### Travail à réaliser
Pourrais-tu recopier les lignes de tous les items ci-dessous en remplaçant « license plate » par « number plate », sans rien modifier d'autre ?

### Items fournis

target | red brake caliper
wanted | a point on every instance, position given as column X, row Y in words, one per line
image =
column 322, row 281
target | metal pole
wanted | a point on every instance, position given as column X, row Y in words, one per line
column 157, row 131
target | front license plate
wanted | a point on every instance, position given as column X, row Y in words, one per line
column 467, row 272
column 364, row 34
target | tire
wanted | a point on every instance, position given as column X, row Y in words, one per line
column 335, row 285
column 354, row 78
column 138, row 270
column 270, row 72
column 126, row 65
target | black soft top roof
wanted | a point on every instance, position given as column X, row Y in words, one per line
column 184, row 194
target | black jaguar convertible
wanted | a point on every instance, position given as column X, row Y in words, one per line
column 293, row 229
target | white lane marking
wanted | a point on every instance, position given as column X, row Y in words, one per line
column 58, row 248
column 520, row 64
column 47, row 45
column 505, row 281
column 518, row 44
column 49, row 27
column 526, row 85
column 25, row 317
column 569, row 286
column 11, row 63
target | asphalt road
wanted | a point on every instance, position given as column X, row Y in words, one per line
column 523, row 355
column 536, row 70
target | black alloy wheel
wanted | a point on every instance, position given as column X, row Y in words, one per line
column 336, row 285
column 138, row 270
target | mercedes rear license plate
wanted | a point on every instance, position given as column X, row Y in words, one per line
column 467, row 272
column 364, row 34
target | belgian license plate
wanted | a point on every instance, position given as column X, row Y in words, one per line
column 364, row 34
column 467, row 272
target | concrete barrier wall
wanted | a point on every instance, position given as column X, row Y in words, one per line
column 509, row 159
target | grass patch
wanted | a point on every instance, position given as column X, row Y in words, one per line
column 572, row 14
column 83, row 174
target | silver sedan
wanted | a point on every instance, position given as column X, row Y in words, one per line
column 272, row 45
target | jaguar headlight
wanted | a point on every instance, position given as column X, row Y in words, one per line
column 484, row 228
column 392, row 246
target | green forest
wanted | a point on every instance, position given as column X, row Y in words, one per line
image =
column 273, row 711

### Réponse finale
target | red brake caliper
wanted | a point on every instance, position given as column X, row Y in words, one per line
image =
column 322, row 281
target | metal pole
wanted | a point on every instance, position given as column X, row Y in words, one per line
column 157, row 131
target | front number plate
wanted | a point on every instance, position given as column X, row Y in words, one per line
column 467, row 272
column 364, row 34
target | tire
wanted | a point on every instance, position given as column X, row Y in words, one per line
column 335, row 285
column 354, row 78
column 138, row 270
column 270, row 72
column 126, row 65
target | black soft top roof
wanted | a point on every instance, position given as column X, row Y in words, one per line
column 184, row 194
target | black jaguar convertible
wanted | a point on every instance, position given as column X, row Y in words, one per line
column 293, row 229
target | white lane marking
wanted | a point on every instance, position given as column X, row Y in words, one per line
column 58, row 248
column 520, row 64
column 47, row 45
column 505, row 281
column 518, row 44
column 49, row 27
column 526, row 85
column 25, row 317
column 569, row 286
column 11, row 63
target | asphalt road
wanted | a point on every instance, position given as column X, row Y in words, one per line
column 523, row 355
column 536, row 70
target | black alloy wheel
wanted | a point on every instance, position given as column X, row Y in words, one per line
column 336, row 285
column 138, row 270
target | mercedes rear number plate
wanted | a point on every instance, position given as column X, row Y in words, one per line
column 467, row 272
column 364, row 34
target | belgian number plate
wanted | a point on every instance, position given as column X, row Y in words, one per line
column 364, row 34
column 467, row 272
target | concrete barrier wall
wanted | a point on every instance, position given as column X, row Y in words, one per line
column 509, row 159
target | grass patch
wanted | a point on every instance, position given as column X, row Y in words, one per line
column 572, row 14
column 83, row 174
target | silver sedan
wanted | a point on every instance, position given as column X, row Y in words, one per line
column 272, row 45
target | jaguar headlight
wanted | a point on every instance, position given as column X, row Y in words, one per line
column 484, row 228
column 392, row 246
target | green forest
wanted | a point on every instance, position given as column X, row Y in words, one per line
image =
column 273, row 711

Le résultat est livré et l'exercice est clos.